Direction A:
List the roles that, according to the passage on pull requests, infrequent, big pull requests bounce back and forth between.

Source:
— BEGIN —

We’ll cover the importance of good user stories, code testing, code readability, writing good revision control commits, and finally, writing good pull request descriptions.
The importance of good pull requests
Having a culture of writing good pull requests within a team can make a big difference in productivity. If pull requests are small, frequent, and easy to review and test, they will result in pull requests being opened and merged quickly.
On the other hand, having infrequent, big pull requests that bounce back and forth between developers, reviewers, testers and product owners can slow progress down significantly, causing developers to waste a lot of time dealing with merge conflicts and putting out tiny fires everywhere. Cumbersome pull requests also increase the risk of breaking things; since changes are so big, it’s hard to scrutinize all the changes and test them for regressions.
The quality of pull requests in a project is a good overall indicator of how efficient the team’s development practices are. If a team is already writing small pull requests that get merged quickly, it reflects their good workflow and collaborative practices.
However, if the team is struggling with pull requests taking too long to merge, because code reviews are slow and pull requests bounce back and forth a lot, it’s probably a sign that something that can be improved.
User stories
A user story is a short description of a unit of work that needs doing. It’s normally told from the perspective of the user, hence the name. The journey towards a good pull request starts with a well-written user story. It should be scoped to a single thing that a user can do in the system being built.
Breaking down user stories
User stories normally start out very generic and get broken down into smaller, more specific stories as a project progresses. Here’s an example of what a generic user story might look like:
“As a customer, I can log in to the administration system.”
Although that might seem like a reasonable user story, it should be broken down further, because the scope is too wide. It would probably take a developer more than a day to create a fully operational login system. How granularly it gets broken up is up to the team, but a user story should ideally require one day or less of development work. Here’s an example of what one part of this story might look like:
“As a customer, I can input my username and password into a login form and click submit.”
Other stories following up from this one could cover what happens when the user provides invalid input, or what happens after clicking submit. Many teams do this during sprint planning, so everyone on the team gets an overview of upcoming work.

— END —

Record set:
— BEGIN —

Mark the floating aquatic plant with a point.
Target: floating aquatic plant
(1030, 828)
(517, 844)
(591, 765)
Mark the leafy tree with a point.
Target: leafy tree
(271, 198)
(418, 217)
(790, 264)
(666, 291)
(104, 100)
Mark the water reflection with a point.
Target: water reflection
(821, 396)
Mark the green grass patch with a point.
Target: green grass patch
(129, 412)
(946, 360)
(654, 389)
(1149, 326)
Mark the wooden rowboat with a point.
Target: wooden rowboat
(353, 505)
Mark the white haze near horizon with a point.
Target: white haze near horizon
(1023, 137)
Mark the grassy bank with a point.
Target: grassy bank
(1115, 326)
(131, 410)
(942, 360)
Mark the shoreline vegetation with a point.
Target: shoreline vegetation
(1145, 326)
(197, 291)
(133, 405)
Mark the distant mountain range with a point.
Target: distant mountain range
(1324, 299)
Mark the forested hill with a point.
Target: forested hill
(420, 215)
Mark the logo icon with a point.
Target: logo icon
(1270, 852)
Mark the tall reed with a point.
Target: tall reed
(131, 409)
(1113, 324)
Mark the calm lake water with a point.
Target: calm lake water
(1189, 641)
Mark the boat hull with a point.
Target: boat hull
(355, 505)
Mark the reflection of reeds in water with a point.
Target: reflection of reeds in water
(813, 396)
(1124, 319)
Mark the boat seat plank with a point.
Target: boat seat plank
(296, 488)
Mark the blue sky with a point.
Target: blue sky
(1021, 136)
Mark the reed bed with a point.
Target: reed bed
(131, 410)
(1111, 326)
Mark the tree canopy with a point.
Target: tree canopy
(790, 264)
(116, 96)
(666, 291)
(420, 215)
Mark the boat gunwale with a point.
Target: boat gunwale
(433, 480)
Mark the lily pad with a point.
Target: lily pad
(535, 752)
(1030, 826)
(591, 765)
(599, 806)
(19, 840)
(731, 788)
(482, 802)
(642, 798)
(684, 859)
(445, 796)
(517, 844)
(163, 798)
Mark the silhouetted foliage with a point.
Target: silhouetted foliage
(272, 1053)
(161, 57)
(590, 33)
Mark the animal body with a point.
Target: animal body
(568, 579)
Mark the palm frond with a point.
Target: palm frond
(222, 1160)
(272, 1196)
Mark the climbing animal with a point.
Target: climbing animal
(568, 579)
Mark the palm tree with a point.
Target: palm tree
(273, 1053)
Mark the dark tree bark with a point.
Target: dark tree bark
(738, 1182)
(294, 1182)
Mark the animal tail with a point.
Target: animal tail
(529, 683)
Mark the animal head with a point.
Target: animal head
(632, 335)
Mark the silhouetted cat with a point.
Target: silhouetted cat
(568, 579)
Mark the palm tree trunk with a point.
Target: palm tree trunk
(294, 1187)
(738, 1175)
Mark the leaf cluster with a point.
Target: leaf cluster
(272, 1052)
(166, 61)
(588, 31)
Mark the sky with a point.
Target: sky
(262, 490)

— END —

Direction B:
Reproduce the entries from their first line through the line containing "(1111, 326)", replacing "with a point" with "with a dot" throughout and leaving everything else unchanged.

Problem solution A:
developers, reviewers, testers, product owners

Problem solution B:
Mark the floating aquatic plant with a dot.
Target: floating aquatic plant
(1030, 828)
(517, 844)
(591, 765)
Mark the leafy tree with a dot.
Target: leafy tree
(271, 198)
(418, 217)
(790, 264)
(666, 291)
(104, 100)
Mark the water reflection with a dot.
Target: water reflection
(821, 396)
Mark the green grass patch with a dot.
Target: green grass patch
(129, 412)
(946, 360)
(654, 389)
(1149, 326)
Mark the wooden rowboat with a dot.
Target: wooden rowboat
(353, 505)
Mark the white haze near horizon with a dot.
Target: white haze near horizon
(1023, 137)
Mark the grassy bank with a dot.
Target: grassy bank
(1115, 326)
(131, 410)
(942, 360)
Mark the shoreline vegetation with a dot.
Target: shoreline vegetation
(1145, 326)
(197, 291)
(133, 405)
Mark the distant mountain range with a dot.
Target: distant mountain range
(1324, 299)
Mark the forested hill with a dot.
Target: forested hill
(420, 215)
Mark the logo icon with a dot.
Target: logo icon
(1270, 852)
Mark the tall reed with a dot.
Target: tall reed
(131, 409)
(1113, 324)
Mark the calm lake water with a dot.
Target: calm lake water
(1189, 641)
Mark the boat hull with a dot.
Target: boat hull
(355, 505)
Mark the reflection of reeds in water with a dot.
Target: reflection of reeds in water
(813, 396)
(1124, 319)
Mark the boat seat plank with a dot.
Target: boat seat plank
(296, 488)
Mark the blue sky with a dot.
Target: blue sky
(1021, 136)
Mark the reed bed with a dot.
Target: reed bed
(131, 410)
(1111, 326)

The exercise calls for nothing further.